* [AIM OF THE EXERCISE]: Copy out the listing word for word, starting at its first line and ending with the line that contains "box: [568, 32, 700, 228]", with both ends included. Leave the pictures out.

___ DATA SECTION ___

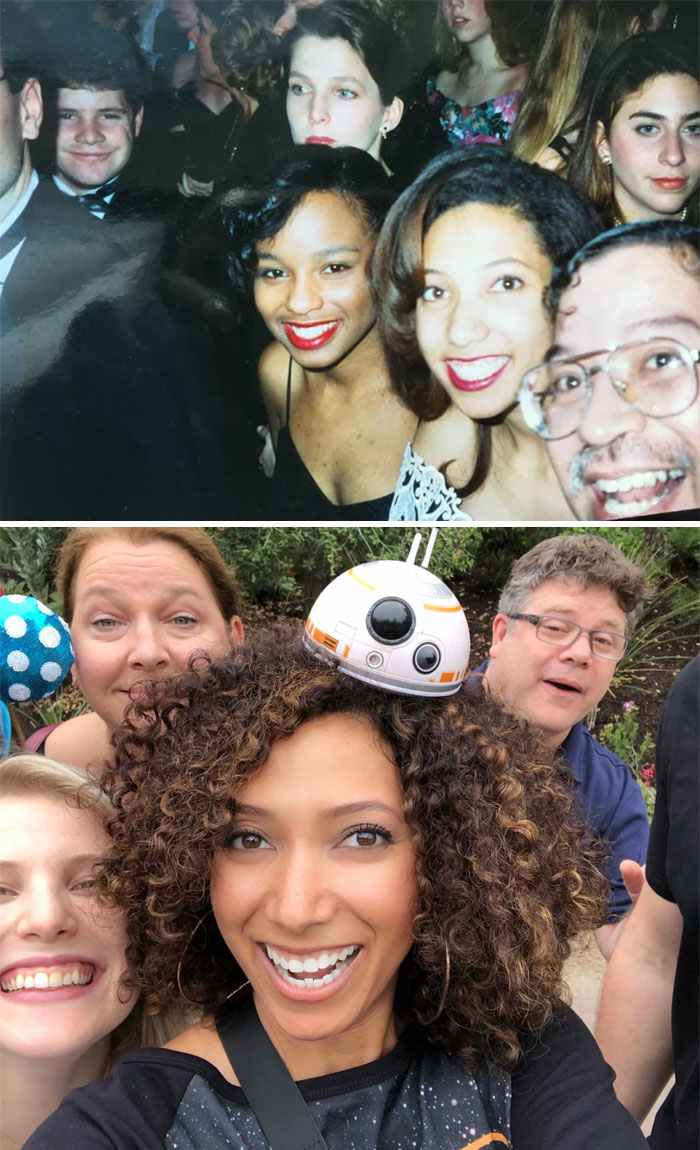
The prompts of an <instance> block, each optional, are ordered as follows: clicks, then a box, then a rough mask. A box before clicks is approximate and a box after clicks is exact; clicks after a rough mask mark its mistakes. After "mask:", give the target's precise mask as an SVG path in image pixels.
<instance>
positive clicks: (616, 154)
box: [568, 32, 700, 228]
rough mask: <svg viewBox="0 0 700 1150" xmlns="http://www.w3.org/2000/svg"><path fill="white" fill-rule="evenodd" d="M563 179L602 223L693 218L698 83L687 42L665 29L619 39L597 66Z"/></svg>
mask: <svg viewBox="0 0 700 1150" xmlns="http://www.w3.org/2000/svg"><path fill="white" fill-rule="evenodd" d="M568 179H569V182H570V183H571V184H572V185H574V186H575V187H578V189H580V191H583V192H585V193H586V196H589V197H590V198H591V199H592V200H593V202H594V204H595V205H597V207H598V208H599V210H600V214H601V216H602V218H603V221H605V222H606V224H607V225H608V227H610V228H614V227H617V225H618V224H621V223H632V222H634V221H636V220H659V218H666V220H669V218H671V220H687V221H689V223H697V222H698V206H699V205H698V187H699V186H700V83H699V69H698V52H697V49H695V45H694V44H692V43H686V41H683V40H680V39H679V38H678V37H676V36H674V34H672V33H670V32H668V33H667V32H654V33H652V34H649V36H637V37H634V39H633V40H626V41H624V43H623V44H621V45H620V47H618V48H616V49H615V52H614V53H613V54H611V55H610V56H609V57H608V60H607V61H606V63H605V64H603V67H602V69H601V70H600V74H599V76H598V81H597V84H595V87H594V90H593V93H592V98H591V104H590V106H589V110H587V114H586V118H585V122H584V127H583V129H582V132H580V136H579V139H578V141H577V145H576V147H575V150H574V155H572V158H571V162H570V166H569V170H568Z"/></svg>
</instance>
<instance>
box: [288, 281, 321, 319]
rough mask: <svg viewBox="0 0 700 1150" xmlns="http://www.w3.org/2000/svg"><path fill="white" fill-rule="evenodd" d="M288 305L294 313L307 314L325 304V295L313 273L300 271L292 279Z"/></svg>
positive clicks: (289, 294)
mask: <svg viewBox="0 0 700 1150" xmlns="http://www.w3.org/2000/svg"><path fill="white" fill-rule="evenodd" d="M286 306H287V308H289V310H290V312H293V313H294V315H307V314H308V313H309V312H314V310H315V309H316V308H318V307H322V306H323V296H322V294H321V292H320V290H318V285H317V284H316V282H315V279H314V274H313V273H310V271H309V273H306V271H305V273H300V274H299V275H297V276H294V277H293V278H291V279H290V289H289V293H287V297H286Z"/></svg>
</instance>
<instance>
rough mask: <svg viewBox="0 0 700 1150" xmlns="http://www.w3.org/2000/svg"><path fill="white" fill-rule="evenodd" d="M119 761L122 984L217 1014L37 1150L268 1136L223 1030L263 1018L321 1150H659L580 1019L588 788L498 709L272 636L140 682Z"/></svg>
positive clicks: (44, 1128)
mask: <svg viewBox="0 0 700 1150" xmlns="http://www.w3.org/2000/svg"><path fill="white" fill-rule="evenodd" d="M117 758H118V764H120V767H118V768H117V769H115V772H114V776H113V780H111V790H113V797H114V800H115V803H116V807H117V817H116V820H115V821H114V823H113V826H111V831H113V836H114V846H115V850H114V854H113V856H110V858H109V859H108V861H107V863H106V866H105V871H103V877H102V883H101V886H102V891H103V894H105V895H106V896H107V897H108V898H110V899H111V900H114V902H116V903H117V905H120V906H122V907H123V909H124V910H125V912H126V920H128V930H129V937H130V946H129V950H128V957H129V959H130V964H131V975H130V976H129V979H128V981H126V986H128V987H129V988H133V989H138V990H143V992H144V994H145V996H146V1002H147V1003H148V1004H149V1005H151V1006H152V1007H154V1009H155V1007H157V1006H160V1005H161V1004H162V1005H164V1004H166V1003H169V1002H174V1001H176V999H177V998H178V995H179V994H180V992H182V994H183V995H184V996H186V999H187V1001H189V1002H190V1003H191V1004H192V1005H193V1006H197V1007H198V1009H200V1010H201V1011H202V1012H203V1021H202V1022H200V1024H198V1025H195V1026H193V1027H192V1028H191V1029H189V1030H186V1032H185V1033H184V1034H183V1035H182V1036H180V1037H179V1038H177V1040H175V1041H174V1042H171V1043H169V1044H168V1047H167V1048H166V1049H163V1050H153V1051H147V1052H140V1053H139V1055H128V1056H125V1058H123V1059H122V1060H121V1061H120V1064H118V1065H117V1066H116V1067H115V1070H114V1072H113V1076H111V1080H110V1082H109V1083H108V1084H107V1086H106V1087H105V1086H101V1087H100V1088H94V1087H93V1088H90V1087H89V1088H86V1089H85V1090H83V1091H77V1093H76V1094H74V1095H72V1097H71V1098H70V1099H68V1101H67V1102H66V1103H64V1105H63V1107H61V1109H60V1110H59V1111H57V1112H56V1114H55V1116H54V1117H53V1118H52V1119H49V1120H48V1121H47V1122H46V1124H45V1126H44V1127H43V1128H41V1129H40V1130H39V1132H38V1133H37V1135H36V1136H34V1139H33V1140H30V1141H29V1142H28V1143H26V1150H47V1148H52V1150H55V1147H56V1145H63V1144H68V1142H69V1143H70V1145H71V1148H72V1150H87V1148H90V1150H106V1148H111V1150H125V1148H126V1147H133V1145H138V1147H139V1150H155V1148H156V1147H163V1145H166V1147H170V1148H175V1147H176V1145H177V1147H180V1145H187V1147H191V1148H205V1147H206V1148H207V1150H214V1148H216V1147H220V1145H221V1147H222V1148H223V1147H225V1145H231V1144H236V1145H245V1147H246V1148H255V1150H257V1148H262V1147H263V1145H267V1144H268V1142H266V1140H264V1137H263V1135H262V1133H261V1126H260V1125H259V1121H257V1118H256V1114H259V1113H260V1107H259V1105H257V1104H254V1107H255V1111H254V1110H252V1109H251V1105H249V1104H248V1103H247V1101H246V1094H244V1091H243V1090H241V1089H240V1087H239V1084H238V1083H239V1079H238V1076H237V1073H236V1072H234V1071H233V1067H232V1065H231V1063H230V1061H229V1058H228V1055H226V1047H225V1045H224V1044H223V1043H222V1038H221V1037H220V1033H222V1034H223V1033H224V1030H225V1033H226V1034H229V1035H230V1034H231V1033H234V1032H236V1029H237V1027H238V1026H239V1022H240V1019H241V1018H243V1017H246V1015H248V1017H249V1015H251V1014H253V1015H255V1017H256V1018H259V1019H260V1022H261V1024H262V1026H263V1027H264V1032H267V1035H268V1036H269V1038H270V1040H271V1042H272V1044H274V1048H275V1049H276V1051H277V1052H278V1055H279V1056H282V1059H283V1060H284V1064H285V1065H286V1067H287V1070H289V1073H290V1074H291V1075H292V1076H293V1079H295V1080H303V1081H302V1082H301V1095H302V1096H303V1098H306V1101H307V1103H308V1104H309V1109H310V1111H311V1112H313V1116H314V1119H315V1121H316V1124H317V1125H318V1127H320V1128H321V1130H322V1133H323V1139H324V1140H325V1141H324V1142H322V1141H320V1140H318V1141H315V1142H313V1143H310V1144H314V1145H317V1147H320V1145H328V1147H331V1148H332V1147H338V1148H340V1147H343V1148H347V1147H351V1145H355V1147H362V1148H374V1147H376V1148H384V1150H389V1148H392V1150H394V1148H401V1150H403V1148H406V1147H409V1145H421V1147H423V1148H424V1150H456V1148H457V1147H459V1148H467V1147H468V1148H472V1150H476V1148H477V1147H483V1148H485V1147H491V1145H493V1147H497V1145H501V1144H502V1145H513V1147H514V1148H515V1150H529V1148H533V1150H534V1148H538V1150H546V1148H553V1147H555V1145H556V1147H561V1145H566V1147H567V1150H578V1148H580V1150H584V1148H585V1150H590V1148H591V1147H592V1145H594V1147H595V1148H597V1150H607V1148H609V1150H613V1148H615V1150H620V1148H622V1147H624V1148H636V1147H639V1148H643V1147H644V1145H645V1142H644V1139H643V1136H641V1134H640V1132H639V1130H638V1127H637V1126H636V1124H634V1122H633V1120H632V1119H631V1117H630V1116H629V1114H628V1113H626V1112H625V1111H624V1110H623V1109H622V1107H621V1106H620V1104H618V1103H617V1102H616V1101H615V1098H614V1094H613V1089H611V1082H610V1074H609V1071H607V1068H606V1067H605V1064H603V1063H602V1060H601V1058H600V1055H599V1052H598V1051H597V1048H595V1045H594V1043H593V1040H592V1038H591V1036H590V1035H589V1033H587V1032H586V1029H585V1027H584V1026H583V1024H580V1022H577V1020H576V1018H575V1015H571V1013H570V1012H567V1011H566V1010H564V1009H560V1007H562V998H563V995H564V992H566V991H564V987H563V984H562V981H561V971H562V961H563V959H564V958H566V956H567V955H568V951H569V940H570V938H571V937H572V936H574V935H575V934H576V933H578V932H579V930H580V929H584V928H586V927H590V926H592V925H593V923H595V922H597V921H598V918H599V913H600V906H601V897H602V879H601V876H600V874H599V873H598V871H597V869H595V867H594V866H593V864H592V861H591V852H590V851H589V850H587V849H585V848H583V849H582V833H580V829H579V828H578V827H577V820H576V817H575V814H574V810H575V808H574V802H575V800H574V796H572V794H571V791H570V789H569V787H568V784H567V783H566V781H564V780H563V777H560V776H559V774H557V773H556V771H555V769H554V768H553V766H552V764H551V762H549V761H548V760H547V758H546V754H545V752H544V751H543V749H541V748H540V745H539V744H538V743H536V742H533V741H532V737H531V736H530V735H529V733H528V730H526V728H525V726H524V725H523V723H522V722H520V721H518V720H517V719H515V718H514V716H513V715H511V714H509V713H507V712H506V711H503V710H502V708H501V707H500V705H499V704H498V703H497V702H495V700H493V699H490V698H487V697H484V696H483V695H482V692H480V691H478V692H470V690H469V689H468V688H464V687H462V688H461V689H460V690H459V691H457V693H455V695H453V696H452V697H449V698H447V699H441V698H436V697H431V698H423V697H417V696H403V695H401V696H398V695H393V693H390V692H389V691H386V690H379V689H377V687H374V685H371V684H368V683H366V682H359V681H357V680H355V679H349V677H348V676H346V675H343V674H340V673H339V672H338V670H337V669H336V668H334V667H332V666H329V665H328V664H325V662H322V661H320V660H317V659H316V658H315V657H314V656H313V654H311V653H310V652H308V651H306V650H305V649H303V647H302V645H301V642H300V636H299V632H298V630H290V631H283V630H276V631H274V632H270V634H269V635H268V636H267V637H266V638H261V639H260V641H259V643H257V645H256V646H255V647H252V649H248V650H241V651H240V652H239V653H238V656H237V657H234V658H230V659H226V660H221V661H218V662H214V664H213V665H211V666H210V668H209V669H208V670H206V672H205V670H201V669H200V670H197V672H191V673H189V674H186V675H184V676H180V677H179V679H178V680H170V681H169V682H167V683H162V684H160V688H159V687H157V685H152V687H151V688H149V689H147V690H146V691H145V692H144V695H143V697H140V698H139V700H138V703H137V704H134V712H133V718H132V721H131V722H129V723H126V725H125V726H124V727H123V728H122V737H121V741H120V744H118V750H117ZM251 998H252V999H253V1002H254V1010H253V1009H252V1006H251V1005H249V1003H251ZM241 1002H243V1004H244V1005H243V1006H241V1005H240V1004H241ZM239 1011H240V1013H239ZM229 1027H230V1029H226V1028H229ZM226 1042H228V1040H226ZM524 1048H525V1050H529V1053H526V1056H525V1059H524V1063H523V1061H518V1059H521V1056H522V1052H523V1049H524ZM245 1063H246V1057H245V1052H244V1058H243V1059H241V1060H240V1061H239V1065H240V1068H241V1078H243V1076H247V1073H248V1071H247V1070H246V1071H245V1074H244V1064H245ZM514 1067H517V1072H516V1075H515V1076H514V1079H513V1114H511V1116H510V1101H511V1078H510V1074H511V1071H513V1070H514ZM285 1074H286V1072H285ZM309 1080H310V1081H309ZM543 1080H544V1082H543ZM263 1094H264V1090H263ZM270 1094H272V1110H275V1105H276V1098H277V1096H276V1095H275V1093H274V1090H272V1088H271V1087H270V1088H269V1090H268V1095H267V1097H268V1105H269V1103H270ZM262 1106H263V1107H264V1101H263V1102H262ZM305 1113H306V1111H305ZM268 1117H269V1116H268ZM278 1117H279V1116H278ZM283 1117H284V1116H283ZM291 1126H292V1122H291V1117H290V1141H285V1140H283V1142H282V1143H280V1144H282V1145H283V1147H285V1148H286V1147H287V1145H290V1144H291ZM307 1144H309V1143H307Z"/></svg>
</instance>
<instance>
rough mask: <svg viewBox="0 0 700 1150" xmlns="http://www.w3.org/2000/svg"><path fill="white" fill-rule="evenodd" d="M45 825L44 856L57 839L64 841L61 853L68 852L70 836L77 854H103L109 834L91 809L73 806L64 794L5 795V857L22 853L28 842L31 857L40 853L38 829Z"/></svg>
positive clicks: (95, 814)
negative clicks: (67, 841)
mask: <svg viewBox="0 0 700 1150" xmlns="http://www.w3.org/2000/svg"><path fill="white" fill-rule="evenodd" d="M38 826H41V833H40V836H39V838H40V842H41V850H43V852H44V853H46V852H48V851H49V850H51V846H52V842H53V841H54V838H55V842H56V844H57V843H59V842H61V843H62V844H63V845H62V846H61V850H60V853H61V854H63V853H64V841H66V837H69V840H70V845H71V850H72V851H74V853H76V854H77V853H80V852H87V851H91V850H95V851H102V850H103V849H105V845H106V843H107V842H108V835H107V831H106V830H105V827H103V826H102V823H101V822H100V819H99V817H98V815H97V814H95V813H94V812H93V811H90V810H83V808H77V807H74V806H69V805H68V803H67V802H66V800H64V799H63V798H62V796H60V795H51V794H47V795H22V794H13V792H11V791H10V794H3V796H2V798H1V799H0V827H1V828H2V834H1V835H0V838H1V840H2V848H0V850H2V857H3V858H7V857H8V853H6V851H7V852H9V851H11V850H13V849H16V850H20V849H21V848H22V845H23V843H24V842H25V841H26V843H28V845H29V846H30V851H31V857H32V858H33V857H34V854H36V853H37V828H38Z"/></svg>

___

* [EXERCISE ANSWER]:
The prompts of an <instance> block, each optional, are ordered as follows: clicks, then a box, then a rough mask. A box before clicks is approximate and a box after clicks is exact; clicks after a rough mask mark its mistakes. After "mask:", give the target's precise mask as an SVG path in image pixels.
<instance>
positive clicks: (616, 154)
box: [568, 32, 700, 228]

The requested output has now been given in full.